__What is expected__:
Below is an article on Lenovo's removal from the Hang Seng Index. List every distinct four-digit year that the article mentions.

__Text__:
=======

(Yicai Global) May 7 -- The Hang Seng Index, a benchmark for the Hong Kong Stock Exchange, has once again removed Chinese technology firm Lenovo Group Ltd. from its list of constituent stocks after the company’s share price plunged 57 percent over five years.
CSPC Pharmaceutical Group Ltd. will replace the Beijing-based firm from June 4, Hang Seng Indexes Co. said in a statement on May 4. The median decline among companies dropped from the Hang Seng is 48 percent, according to Bloomberg calculations.
Lenovo listed in 1994 and originally made the Hang Seng in 2000, running for six years before getting the boot. It re-entered the index in March 2013 and has since been the poorest performer among Bloomberg’s list of 171 global tech stocks.
The company has been facing intense competition in its core sectors, personal computers and smart devices, which made up 72 percent of total revenue in its financial reports for the fiscal third quarter ending in December. The Hewlett-Packard Co. came out on top in the global PC market in 2017, the first time any firm had bested Lenovo since 2013, according to data from International Data Corp. and Gartner.
Lenovo is also struggling with its smartphone businesses. Last year, its global sales tallied just under 50 million, down 2 percent on the year to rank it eighth in the world with a market share of about 2 percent, data from market researcher Counterpoint shows. In 2014, combined with subsidiary Motorola Mobility, it ranked third with a 7.9-percent share.

=======

__Listed entries__:

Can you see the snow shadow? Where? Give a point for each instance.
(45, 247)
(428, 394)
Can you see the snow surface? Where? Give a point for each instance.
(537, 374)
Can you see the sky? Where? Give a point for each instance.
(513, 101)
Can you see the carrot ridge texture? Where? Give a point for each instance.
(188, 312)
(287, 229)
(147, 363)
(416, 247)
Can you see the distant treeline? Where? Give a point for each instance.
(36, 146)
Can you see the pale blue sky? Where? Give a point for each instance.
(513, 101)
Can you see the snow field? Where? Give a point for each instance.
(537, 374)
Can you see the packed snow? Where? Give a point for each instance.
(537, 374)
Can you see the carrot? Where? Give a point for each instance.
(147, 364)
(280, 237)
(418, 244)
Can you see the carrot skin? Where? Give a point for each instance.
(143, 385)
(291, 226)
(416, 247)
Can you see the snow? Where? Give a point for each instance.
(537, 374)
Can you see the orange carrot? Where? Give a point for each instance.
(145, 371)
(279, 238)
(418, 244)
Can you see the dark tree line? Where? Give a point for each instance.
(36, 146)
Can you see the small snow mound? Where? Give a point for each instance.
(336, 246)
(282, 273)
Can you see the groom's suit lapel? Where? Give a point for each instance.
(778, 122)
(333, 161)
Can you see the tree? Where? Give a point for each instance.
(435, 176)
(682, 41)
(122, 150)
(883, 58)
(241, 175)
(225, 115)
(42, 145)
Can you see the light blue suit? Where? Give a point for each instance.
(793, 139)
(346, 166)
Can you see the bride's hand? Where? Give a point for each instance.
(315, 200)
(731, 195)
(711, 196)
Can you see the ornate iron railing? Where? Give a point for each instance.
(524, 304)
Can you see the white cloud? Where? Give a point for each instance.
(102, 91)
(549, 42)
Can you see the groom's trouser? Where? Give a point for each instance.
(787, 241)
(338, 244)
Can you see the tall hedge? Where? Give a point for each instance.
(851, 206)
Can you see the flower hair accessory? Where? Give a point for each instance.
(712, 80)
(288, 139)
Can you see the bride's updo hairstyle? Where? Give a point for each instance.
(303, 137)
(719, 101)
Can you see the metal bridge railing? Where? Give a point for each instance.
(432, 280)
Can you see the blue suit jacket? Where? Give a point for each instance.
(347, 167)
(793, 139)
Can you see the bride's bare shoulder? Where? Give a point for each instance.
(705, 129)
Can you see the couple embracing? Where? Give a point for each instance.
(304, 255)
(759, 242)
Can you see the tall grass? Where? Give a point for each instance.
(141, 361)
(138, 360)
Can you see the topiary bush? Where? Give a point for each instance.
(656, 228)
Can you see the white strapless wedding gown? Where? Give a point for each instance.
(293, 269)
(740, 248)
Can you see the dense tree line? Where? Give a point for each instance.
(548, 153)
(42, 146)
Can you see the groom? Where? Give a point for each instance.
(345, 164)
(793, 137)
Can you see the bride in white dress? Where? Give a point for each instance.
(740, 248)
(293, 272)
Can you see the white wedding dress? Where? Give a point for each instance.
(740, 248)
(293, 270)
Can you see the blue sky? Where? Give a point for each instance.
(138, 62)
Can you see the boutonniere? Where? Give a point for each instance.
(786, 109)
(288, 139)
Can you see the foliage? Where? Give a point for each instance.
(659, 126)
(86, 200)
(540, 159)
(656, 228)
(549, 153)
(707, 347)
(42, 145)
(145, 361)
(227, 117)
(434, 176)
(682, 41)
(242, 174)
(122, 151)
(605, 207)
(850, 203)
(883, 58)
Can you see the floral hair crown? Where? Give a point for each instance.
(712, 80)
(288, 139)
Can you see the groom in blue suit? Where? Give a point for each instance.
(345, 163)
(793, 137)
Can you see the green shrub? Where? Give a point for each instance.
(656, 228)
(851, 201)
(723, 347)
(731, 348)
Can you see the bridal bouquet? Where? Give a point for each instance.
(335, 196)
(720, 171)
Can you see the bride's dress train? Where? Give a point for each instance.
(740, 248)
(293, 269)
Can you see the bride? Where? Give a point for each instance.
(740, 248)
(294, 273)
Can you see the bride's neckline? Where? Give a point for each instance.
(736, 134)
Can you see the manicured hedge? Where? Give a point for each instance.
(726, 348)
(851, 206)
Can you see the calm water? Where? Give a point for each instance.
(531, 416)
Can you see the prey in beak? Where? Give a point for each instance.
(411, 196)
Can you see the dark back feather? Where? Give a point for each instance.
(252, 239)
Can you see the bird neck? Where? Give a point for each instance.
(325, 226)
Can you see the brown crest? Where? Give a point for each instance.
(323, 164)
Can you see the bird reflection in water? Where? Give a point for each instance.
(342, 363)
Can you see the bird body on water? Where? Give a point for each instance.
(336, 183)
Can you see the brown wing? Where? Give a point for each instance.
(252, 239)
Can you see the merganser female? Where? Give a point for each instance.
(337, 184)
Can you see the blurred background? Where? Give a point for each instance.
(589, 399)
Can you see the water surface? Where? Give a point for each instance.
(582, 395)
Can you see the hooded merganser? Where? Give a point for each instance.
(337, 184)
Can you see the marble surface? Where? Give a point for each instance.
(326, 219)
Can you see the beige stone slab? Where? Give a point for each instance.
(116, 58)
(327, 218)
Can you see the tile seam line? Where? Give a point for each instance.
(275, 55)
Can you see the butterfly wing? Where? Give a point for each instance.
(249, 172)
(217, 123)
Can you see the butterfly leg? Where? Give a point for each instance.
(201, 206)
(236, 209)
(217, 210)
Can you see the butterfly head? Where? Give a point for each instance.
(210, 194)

=======

__Solution for this problem__:
1994, 2000, 2013, 2017, 2014